─── Entries shown

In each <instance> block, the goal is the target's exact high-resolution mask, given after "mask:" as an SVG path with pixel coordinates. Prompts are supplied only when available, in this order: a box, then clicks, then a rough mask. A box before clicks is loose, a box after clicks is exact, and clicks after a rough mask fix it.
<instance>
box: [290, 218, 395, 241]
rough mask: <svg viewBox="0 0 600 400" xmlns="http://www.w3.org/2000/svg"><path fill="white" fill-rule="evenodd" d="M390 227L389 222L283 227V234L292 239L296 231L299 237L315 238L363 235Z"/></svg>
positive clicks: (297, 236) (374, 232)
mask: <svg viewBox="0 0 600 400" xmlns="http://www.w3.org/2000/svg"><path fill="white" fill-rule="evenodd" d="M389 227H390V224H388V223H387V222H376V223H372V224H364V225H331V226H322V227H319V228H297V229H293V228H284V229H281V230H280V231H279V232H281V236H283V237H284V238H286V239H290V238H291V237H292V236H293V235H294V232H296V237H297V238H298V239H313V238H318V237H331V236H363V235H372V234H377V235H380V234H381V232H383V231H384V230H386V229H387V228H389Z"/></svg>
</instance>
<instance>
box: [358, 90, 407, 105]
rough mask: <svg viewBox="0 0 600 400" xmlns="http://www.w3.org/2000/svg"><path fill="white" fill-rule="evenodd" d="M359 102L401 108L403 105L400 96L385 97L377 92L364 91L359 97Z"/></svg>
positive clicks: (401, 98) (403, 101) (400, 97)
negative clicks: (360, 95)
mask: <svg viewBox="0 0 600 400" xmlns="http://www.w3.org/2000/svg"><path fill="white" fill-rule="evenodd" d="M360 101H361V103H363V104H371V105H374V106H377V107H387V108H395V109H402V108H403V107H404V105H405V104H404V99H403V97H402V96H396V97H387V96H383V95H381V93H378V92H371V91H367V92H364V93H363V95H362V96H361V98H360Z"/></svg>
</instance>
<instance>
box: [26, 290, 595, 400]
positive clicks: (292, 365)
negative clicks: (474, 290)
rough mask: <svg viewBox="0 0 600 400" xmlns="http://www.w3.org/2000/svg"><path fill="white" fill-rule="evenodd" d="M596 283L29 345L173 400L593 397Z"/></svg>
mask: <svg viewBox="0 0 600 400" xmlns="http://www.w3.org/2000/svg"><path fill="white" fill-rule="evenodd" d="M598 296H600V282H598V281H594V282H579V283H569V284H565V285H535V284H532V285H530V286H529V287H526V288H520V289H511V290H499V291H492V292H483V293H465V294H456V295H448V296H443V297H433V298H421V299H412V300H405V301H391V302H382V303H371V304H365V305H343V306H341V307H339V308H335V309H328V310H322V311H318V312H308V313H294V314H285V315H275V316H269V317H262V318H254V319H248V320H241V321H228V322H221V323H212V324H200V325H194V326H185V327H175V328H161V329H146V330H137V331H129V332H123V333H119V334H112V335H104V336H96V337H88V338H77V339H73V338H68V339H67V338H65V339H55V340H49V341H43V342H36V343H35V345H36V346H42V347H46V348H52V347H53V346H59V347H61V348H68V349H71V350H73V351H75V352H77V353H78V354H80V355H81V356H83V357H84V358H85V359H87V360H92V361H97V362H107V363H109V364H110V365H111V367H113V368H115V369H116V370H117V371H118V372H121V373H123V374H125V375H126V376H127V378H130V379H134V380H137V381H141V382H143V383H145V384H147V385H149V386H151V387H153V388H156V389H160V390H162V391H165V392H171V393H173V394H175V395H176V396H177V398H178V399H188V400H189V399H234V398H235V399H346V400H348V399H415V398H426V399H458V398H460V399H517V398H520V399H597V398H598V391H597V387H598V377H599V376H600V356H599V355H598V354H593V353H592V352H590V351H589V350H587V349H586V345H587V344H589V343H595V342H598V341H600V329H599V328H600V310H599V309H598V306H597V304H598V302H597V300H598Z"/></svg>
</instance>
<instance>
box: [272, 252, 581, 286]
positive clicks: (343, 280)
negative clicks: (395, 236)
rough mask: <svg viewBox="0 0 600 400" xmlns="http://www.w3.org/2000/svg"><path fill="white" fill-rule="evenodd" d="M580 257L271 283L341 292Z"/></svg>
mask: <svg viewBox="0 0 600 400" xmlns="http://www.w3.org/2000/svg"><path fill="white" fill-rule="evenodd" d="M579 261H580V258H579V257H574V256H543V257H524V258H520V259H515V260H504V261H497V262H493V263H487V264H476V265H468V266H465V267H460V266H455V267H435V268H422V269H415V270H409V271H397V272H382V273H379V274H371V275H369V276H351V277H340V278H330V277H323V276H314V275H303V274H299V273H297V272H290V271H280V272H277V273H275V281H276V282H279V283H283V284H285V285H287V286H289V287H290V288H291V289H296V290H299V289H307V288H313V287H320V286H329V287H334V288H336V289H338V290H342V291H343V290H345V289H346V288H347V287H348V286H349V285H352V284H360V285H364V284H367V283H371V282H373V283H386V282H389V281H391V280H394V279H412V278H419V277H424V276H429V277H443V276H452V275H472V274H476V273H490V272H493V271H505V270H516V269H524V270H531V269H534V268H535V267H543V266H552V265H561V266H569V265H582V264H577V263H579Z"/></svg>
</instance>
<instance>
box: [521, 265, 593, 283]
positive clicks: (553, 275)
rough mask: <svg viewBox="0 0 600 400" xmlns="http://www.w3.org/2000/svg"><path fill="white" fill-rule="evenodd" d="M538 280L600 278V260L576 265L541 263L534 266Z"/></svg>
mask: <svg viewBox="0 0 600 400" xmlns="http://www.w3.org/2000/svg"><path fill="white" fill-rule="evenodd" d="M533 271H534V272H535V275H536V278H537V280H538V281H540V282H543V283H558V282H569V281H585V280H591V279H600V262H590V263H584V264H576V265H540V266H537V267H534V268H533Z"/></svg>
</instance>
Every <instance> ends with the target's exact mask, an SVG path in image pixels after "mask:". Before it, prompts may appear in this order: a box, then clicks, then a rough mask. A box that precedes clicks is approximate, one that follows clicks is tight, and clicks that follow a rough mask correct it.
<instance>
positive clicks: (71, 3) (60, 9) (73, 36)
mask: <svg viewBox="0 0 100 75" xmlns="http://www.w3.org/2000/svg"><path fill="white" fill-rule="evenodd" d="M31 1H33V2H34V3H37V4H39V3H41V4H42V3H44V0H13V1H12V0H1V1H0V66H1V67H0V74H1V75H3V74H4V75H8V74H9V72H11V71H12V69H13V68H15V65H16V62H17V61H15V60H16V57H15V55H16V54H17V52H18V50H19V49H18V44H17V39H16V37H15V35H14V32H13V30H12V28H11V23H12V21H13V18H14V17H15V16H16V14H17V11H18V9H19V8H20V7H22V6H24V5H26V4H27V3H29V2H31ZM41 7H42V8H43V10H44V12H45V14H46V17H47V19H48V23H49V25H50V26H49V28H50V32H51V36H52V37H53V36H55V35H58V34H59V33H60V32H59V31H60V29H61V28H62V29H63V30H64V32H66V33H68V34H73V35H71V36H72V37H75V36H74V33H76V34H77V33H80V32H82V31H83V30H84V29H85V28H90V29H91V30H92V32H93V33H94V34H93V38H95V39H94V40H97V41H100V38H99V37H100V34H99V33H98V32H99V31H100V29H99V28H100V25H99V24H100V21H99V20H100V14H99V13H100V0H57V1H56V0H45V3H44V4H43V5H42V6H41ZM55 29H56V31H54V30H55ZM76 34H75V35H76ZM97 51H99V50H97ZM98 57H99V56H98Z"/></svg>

──────

# Activity
Write out every line of the records exactly.

# Result of the task
In each <instance> block, the goal is the target's exact high-resolution mask, given after "mask:" as an SVG path with pixel coordinates. Prompts are supplied only when available, in this order: a box, then clicks, then a rough mask. A box before clicks is loose, a box after clicks is exact, and clicks after a rough mask fix it.
<instance>
box: [290, 218, 395, 241]
rough mask: <svg viewBox="0 0 600 400" xmlns="http://www.w3.org/2000/svg"><path fill="white" fill-rule="evenodd" d="M390 227L389 222L283 227V234L292 239L296 231L299 237L315 238L363 235Z"/></svg>
positive clicks: (297, 236) (374, 232)
mask: <svg viewBox="0 0 600 400" xmlns="http://www.w3.org/2000/svg"><path fill="white" fill-rule="evenodd" d="M389 227H390V224H388V223H387V222H376V223H372V224H364V225H331V226H322V227H319V228H297V229H293V228H284V229H281V230H280V231H279V232H281V236H283V237H284V238H286V239H290V238H291V237H292V236H293V235H294V232H296V237H297V238H298V239H313V238H318V237H331V236H363V235H372V234H377V235H380V234H381V232H383V231H384V230H386V229H387V228H389Z"/></svg>
</instance>
<instance>
box: [358, 90, 407, 105]
rough mask: <svg viewBox="0 0 600 400" xmlns="http://www.w3.org/2000/svg"><path fill="white" fill-rule="evenodd" d="M359 102L401 108L403 105L400 96L385 97L377 92L364 91L359 97Z"/></svg>
positive clicks: (401, 98) (403, 101) (400, 97)
negative clicks: (360, 95)
mask: <svg viewBox="0 0 600 400" xmlns="http://www.w3.org/2000/svg"><path fill="white" fill-rule="evenodd" d="M360 101H361V103H363V104H371V105H374V106H377V107H387V108H395V109H402V108H403V107H404V105H405V104H404V99H403V97H402V96H396V97H387V96H383V95H381V93H378V92H371V91H367V92H364V93H363V95H362V96H361V98H360Z"/></svg>
</instance>
<instance>
box: [26, 290, 595, 400]
positive clicks: (292, 365)
negative clicks: (474, 290)
rough mask: <svg viewBox="0 0 600 400" xmlns="http://www.w3.org/2000/svg"><path fill="white" fill-rule="evenodd" d="M596 283L29 345L173 400L593 397Z"/></svg>
mask: <svg viewBox="0 0 600 400" xmlns="http://www.w3.org/2000/svg"><path fill="white" fill-rule="evenodd" d="M598 296H600V282H598V281H594V282H579V283H569V284H565V285H535V284H532V285H530V286H529V287H526V288H520V289H511V290H499V291H492V292H483V293H465V294H456V295H448V296H443V297H433V298H421V299H412V300H405V301H391V302H382V303H371V304H365V305H343V306H341V307H339V308H335V309H328V310H322V311H318V312H308V313H294V314H285V315H275V316H269V317H262V318H254V319H248V320H241V321H228V322H221V323H212V324H200V325H194V326H185V327H175V328H161V329H146V330H137V331H129V332H123V333H119V334H112V335H104V336H96V337H88V338H77V339H73V338H68V339H67V338H65V339H55V340H49V341H43V342H36V343H35V345H36V346H42V347H46V348H52V347H53V346H59V347H61V348H68V349H71V350H73V351H75V352H77V353H78V354H80V355H81V356H83V357H84V358H85V359H87V360H92V361H97V362H107V363H109V364H110V365H111V367H113V368H115V369H116V370H117V371H118V372H121V373H123V374H125V375H126V376H127V378H130V379H134V380H137V381H141V382H143V383H145V384H147V385H149V386H151V387H153V388H156V389H160V390H162V391H165V392H171V393H173V394H175V395H176V396H177V398H178V399H188V400H189V399H234V398H235V399H346V400H348V399H415V398H426V399H458V398H460V399H517V398H520V399H597V398H598V391H597V387H598V377H599V376H600V356H599V355H598V354H593V353H592V352H590V351H589V350H587V349H586V345H587V344H589V343H595V342H598V341H600V329H599V328H600V310H599V309H598V306H597V304H598V302H597V300H598Z"/></svg>
</instance>
<instance>
box: [272, 252, 581, 286]
positive clicks: (343, 280)
negative clicks: (395, 236)
rough mask: <svg viewBox="0 0 600 400" xmlns="http://www.w3.org/2000/svg"><path fill="white" fill-rule="evenodd" d="M580 257L271 283L341 292Z"/></svg>
mask: <svg viewBox="0 0 600 400" xmlns="http://www.w3.org/2000/svg"><path fill="white" fill-rule="evenodd" d="M579 261H580V258H579V257H574V256H543V257H524V258H520V259H515V260H504V261H497V262H493V263H487V264H476V265H468V266H465V267H460V266H455V267H435V268H422V269H415V270H409V271H397V272H382V273H379V274H371V275H369V276H351V277H340V278H330V277H323V276H314V275H303V274H299V273H297V272H290V271H280V272H277V273H275V281H276V282H279V283H283V284H285V285H287V286H289V287H290V288H291V289H296V290H299V289H307V288H313V287H320V286H329V287H334V288H336V289H338V290H342V291H343V290H345V289H346V288H347V287H348V286H349V285H352V284H360V285H364V284H367V283H371V282H373V283H386V282H389V281H391V280H394V279H412V278H419V277H424V276H429V277H443V276H452V275H472V274H476V273H490V272H493V271H505V270H516V269H524V270H531V269H534V268H535V267H543V266H552V265H561V266H569V265H582V264H577V263H579Z"/></svg>
</instance>
<instance>
box: [521, 265, 593, 283]
positive clicks: (553, 275)
rough mask: <svg viewBox="0 0 600 400" xmlns="http://www.w3.org/2000/svg"><path fill="white" fill-rule="evenodd" d="M538 280L600 278V260L576 265L541 263L534 266Z"/></svg>
mask: <svg viewBox="0 0 600 400" xmlns="http://www.w3.org/2000/svg"><path fill="white" fill-rule="evenodd" d="M533 271H534V272H535V275H536V278H537V280H538V281H540V282H543V283H558V282H569V281H585V280H591V279H600V262H590V263H584V264H576V265H540V266H537V267H534V268H533Z"/></svg>
</instance>
Every <instance> ends with the target's exact mask, an SVG path in image pixels after "mask:". Before it, prompts may appear in this order: a box, then clicks, then a rough mask. A box that precedes clicks is approximate, one that follows clicks is tight, and clicks that follow a rough mask correct it.
<instance>
positive clicks: (71, 3) (60, 9) (73, 36)
mask: <svg viewBox="0 0 100 75" xmlns="http://www.w3.org/2000/svg"><path fill="white" fill-rule="evenodd" d="M31 1H33V2H34V3H37V4H39V3H41V4H42V3H44V0H13V1H12V0H1V1H0V66H1V67H0V74H1V75H3V74H4V75H8V74H9V72H11V71H12V69H13V68H15V65H16V62H17V61H15V60H16V57H15V55H16V54H17V52H18V50H19V49H18V44H17V39H16V37H15V35H14V32H13V30H12V28H11V23H12V21H13V18H14V17H15V16H16V14H17V11H18V9H19V8H20V7H22V6H24V5H26V4H27V3H29V2H31ZM41 7H42V8H43V10H44V12H45V14H46V17H47V19H48V23H49V25H50V26H49V28H50V32H51V36H52V37H53V36H55V35H58V34H59V33H60V32H59V31H60V29H61V28H62V29H63V30H64V32H66V33H68V34H73V35H71V36H72V37H75V36H74V33H76V34H77V33H80V32H82V31H83V30H84V29H85V28H90V29H91V30H92V32H93V33H94V34H93V38H95V39H94V40H97V41H100V38H99V37H100V34H99V33H98V32H99V31H100V29H99V28H100V25H99V24H100V21H99V20H100V14H99V13H100V0H57V1H56V0H45V3H44V4H43V5H42V6H41ZM55 29H56V31H54V30H55ZM76 34H75V35H76ZM97 51H99V50H97ZM98 57H99V56H98Z"/></svg>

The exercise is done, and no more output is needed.